== Trecho dado ==

Outro problema enfrentado pelos quilombolas era o fato de o uso de um sistema rudimentar de "arrastão" vitimar muitos pescadores. No "arrastão" era usada uma rede de arame grosso de 500 a 700 metros de comprimento e 2,5 metros de altura que, estendendo-se de um lado a outro da lagoa, impunha que 40 homens a puxassem. Outros homens funcionavam como mergulhadores para desenganchar a rede quando necessário. Todo esse processo, aliado à falta de material de proteção, tornava comuns os acidentes, principalmente com dentadas de piranhas e esporões de mandis que perfuravam os pés dos pescadores. A maioria deles carrega até hoje as cicatrizes daqueles dolorosos acidentes. No entanto, com a proibição do uso do "arrastão" pelo IBAMA, ao menos esses perigos a que estavam submetidos os quilombolas cessaram.

OUTRAS ATIVIDADES ECONÔMICAS

A agricultura também tem importância para os membros da comunidade, assim como o pastoreio. Tradicionalmente, o feijão, o milho e a mandioca eram as principais culturas dos quilombolas de Parateca e Pau D'Arco.

===
== Dados fornecidos ==

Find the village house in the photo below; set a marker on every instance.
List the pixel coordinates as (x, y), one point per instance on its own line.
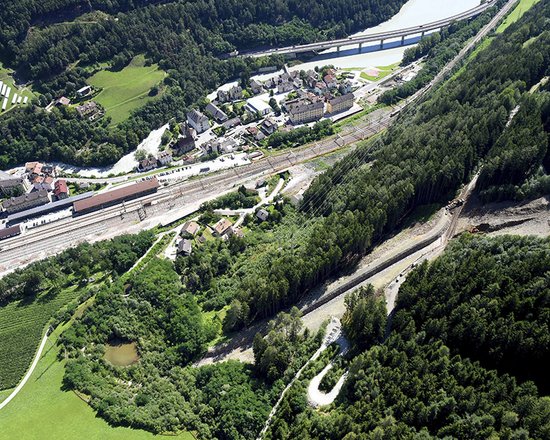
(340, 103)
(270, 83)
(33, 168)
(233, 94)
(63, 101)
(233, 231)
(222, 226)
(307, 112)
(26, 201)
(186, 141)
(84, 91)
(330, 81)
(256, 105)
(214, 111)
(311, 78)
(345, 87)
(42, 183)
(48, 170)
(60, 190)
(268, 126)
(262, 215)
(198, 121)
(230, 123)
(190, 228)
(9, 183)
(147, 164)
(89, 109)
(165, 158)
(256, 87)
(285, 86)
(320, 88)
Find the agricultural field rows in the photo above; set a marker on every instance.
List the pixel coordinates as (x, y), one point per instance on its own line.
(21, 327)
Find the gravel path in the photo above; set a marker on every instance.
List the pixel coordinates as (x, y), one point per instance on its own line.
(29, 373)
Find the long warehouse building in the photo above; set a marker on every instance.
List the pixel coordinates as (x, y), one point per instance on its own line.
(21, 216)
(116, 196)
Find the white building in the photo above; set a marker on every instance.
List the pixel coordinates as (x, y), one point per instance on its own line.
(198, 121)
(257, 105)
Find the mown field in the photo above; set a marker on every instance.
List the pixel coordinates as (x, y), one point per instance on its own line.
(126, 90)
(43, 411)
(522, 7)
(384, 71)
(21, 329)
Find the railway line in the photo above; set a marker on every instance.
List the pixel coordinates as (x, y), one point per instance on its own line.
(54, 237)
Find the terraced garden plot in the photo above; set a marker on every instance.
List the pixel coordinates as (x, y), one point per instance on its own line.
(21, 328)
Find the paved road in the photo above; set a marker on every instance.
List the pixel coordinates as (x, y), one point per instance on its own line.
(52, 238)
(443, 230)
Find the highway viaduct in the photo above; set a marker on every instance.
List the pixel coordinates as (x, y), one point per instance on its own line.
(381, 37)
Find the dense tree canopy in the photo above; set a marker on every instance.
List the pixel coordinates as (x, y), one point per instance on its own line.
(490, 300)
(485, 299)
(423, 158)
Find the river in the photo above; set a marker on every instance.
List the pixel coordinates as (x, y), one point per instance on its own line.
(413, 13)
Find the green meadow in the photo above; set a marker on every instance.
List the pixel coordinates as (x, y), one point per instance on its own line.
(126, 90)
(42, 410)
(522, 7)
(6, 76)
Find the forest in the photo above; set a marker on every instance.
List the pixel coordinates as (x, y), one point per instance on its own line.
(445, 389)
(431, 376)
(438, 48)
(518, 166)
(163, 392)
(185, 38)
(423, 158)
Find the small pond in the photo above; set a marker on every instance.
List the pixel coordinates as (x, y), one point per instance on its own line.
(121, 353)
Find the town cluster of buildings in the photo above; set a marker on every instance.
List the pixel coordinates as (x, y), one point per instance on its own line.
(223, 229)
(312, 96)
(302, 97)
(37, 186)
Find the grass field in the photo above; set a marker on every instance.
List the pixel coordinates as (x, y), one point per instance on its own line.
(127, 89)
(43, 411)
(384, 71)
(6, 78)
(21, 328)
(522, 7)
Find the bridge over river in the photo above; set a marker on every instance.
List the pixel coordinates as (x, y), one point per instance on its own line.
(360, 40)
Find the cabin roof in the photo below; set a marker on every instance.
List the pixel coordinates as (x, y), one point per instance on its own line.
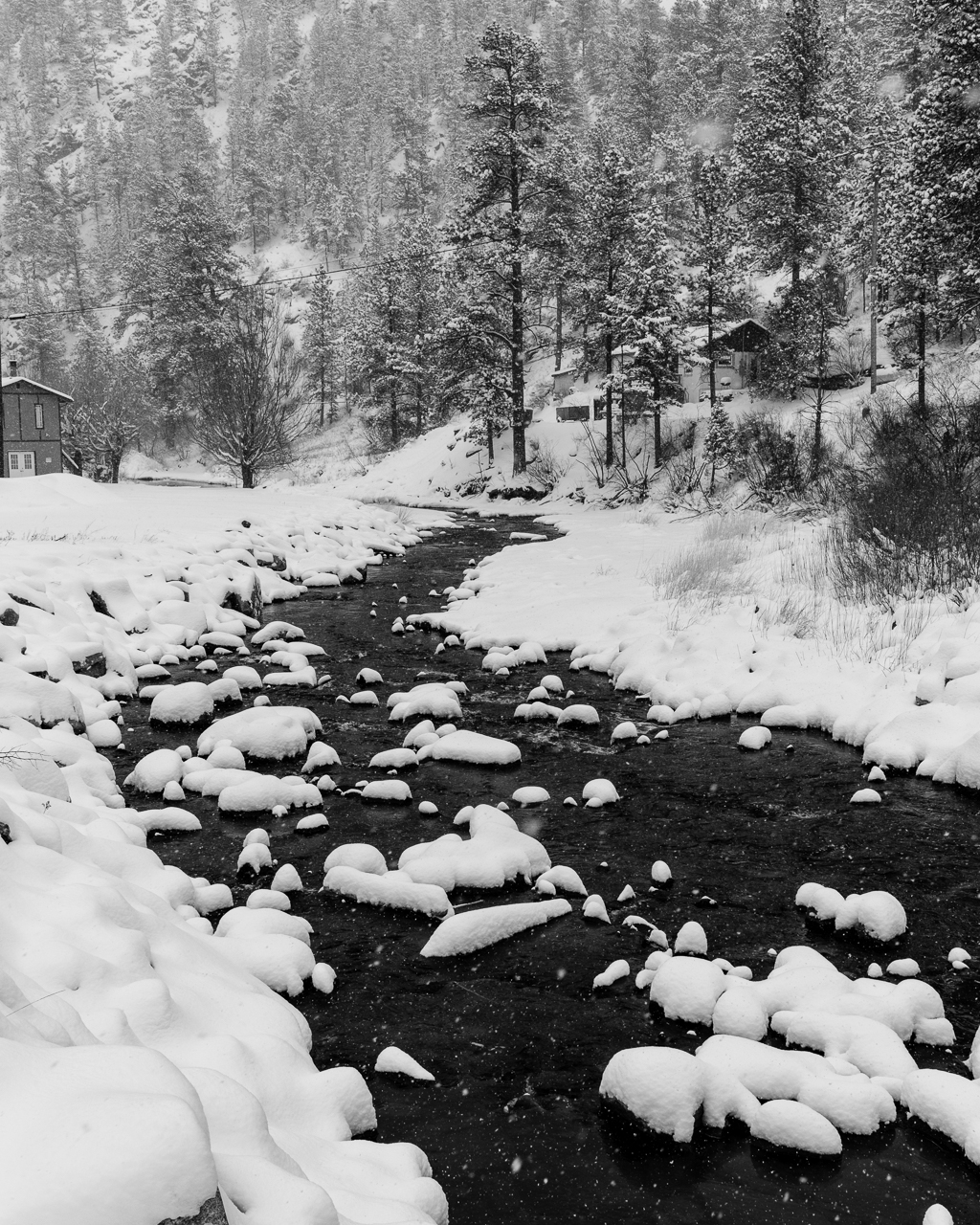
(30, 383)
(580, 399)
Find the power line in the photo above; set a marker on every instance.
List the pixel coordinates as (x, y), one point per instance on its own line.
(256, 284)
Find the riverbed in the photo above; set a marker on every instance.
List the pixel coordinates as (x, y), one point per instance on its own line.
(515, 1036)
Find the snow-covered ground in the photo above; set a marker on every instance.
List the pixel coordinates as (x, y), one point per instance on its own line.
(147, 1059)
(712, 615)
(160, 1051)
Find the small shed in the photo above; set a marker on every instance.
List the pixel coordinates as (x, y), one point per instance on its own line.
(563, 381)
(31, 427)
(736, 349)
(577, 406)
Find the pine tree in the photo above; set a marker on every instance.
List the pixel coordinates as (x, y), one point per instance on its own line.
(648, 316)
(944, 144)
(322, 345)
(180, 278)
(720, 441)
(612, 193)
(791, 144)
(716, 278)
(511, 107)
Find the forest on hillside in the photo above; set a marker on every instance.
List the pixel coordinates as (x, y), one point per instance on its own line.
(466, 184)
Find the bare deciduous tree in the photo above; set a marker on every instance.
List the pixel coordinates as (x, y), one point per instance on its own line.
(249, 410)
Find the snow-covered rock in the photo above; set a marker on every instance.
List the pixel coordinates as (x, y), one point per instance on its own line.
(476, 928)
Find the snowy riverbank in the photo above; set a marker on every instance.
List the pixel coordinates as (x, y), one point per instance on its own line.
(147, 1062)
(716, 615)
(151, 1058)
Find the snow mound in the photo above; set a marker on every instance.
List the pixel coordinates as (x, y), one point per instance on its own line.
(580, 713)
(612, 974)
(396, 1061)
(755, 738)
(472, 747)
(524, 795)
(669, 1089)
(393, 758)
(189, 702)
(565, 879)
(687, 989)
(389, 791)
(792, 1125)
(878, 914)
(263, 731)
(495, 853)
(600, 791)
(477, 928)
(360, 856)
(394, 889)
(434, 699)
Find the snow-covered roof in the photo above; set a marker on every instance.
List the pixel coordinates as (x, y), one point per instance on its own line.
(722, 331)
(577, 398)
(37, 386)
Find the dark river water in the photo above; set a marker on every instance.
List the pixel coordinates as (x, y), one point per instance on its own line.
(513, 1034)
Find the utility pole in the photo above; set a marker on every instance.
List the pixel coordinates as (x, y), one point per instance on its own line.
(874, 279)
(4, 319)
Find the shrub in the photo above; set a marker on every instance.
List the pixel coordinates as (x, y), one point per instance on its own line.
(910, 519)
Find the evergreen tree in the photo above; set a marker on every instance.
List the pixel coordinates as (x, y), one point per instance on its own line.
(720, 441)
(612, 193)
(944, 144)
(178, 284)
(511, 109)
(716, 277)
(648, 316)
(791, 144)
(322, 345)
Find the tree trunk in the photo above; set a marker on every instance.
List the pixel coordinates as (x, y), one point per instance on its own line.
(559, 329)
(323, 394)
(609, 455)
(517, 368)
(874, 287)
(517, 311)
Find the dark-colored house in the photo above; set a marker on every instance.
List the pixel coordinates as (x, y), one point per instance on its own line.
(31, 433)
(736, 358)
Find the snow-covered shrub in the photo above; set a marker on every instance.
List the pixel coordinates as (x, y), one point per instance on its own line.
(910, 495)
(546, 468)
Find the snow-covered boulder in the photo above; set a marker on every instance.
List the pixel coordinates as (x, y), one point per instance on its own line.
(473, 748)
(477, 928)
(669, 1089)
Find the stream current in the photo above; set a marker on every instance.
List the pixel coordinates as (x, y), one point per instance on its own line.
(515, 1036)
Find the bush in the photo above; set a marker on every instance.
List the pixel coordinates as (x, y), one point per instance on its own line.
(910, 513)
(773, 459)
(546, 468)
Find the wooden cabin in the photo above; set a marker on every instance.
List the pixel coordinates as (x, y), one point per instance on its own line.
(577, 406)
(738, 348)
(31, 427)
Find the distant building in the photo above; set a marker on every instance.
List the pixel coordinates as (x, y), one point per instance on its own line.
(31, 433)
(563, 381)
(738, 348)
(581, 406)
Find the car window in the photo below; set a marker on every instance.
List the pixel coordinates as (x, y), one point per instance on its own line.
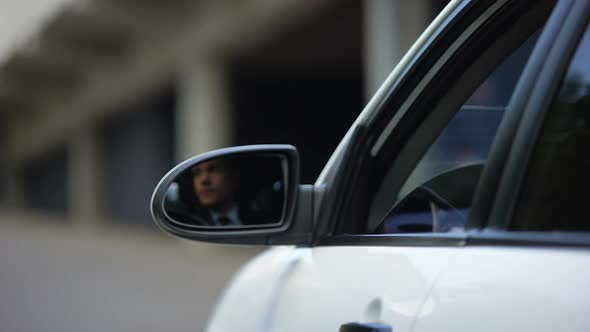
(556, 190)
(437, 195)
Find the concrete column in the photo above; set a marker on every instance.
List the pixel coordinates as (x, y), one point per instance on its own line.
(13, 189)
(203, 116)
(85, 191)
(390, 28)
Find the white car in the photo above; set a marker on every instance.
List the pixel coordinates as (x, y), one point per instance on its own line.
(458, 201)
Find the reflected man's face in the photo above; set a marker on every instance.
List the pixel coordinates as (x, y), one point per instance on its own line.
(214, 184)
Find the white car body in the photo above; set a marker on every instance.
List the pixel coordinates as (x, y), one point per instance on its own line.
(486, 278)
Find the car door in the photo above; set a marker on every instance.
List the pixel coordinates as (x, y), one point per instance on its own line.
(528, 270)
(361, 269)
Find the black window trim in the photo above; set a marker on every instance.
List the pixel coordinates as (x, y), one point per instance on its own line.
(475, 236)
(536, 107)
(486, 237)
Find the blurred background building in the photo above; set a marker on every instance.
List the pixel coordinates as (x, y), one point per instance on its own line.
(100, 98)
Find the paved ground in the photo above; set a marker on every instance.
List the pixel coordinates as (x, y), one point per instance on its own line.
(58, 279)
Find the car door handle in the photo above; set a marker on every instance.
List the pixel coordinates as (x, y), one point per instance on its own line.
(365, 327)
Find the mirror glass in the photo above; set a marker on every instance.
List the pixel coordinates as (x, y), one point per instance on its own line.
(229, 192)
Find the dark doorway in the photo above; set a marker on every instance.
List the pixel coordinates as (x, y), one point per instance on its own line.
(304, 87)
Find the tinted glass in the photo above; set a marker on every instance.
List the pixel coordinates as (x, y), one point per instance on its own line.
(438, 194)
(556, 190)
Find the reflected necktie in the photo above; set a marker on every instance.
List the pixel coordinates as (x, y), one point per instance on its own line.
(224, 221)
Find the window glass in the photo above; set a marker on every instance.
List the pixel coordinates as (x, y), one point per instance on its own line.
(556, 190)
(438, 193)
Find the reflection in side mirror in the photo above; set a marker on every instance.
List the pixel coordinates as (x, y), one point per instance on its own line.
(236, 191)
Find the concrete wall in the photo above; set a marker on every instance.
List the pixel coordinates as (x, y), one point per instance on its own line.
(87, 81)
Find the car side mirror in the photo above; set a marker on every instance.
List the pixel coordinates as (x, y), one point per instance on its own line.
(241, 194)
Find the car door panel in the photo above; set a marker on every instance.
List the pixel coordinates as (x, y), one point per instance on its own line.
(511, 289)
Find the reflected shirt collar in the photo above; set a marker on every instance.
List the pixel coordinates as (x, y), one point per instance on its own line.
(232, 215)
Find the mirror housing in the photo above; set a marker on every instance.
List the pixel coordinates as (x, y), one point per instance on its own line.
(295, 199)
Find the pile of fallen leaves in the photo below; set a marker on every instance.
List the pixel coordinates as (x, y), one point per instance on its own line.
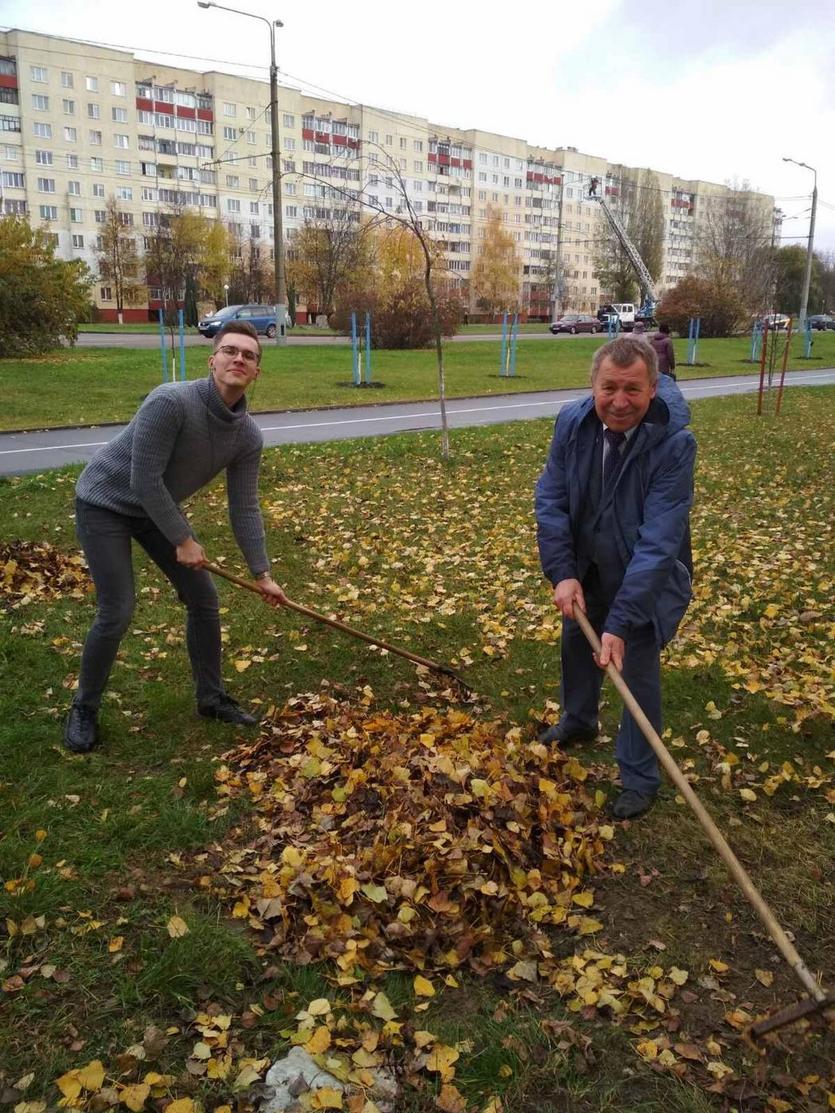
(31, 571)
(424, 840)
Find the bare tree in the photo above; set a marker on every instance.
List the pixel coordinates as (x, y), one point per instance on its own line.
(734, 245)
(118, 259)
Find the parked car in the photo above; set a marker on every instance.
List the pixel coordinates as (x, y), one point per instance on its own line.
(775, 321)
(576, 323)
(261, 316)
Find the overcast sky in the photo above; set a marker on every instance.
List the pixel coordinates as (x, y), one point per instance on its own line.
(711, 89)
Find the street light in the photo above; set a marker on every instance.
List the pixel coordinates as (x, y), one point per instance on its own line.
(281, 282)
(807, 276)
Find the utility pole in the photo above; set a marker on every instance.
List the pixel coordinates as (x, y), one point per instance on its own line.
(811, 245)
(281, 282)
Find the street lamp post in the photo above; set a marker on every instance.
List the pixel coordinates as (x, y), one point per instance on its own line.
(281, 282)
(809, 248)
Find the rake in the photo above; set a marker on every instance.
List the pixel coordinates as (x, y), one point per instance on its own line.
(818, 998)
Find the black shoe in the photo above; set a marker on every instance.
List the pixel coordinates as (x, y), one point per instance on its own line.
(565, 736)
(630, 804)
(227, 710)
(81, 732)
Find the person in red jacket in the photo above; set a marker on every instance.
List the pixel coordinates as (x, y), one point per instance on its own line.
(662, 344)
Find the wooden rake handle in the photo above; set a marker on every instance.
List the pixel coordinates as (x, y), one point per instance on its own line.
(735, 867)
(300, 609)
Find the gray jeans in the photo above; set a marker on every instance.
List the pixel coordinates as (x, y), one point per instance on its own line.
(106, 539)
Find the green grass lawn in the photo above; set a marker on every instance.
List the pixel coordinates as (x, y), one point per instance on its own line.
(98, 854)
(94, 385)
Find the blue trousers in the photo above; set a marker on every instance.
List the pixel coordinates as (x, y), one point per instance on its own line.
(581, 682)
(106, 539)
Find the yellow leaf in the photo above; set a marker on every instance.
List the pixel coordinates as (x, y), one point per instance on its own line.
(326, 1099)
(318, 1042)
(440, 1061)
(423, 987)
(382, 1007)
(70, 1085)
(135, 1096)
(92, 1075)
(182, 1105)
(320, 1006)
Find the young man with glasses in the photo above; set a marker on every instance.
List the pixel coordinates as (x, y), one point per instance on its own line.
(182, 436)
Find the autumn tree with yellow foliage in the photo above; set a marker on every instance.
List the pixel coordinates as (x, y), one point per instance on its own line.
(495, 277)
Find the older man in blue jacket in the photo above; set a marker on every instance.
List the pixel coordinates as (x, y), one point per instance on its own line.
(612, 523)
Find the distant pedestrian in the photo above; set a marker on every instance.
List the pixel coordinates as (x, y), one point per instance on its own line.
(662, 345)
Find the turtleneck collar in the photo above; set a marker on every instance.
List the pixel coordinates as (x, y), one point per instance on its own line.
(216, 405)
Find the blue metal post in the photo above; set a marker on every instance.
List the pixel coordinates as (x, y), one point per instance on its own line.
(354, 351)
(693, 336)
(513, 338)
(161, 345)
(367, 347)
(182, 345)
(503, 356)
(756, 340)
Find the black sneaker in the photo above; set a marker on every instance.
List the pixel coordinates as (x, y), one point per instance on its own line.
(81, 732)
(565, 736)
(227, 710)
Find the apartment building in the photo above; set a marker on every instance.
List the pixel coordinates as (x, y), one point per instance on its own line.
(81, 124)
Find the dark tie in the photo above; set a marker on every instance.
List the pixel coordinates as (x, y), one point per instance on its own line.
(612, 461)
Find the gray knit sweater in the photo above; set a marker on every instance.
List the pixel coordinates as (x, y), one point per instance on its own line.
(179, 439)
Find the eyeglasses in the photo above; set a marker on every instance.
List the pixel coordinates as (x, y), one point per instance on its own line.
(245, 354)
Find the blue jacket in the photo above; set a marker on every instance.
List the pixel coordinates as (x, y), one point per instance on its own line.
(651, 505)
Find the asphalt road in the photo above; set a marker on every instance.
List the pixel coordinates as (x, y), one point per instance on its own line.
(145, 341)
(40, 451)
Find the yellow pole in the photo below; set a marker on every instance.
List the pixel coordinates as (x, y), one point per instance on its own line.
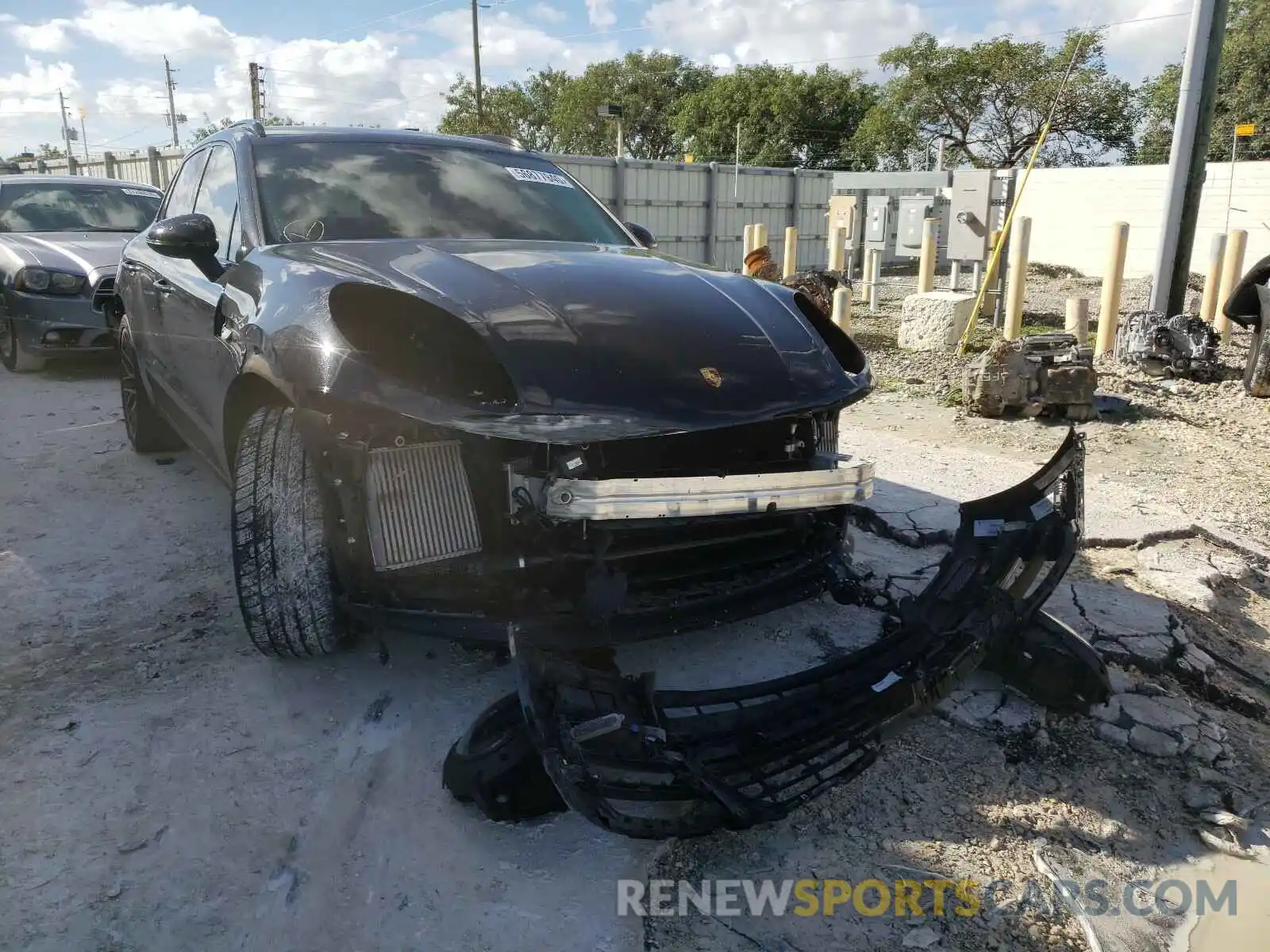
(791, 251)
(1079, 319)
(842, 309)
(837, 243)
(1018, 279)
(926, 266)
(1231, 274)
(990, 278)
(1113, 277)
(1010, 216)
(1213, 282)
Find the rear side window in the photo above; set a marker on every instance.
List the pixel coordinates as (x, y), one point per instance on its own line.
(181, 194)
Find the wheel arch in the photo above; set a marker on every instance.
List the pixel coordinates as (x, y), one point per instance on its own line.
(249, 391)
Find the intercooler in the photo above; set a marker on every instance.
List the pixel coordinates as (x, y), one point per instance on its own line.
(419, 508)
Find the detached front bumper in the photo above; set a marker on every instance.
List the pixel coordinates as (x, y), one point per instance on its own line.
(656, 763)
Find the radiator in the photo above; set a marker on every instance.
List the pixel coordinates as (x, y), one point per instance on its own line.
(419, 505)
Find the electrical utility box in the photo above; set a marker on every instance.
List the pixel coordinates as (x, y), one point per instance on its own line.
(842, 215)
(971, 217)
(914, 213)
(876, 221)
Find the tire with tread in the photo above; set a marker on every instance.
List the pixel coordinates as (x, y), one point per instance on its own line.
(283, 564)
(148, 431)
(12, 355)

===

Instrução escrita 1: Transcreva do trecho sobre os quilombolas a parte que começa nas palavras "A agricultura também" e termina logo após "e Pau D'Arco.".
Instrução escrita 2: Em quantas linhas dos registros aparece a palavra "street"? Responda apenas com o número.
O trecho e os registros vêm de fontes distintas.

Resposta completa 1:
A agricultura também tem importância para os membros da comunidade, assim como o pastoreio. Tradicionalmente, o feijão, o milho e a mandioca eram as principais culturas dos quilombolas de Parateca e Pau D'Arco.

Resposta completa 2: 2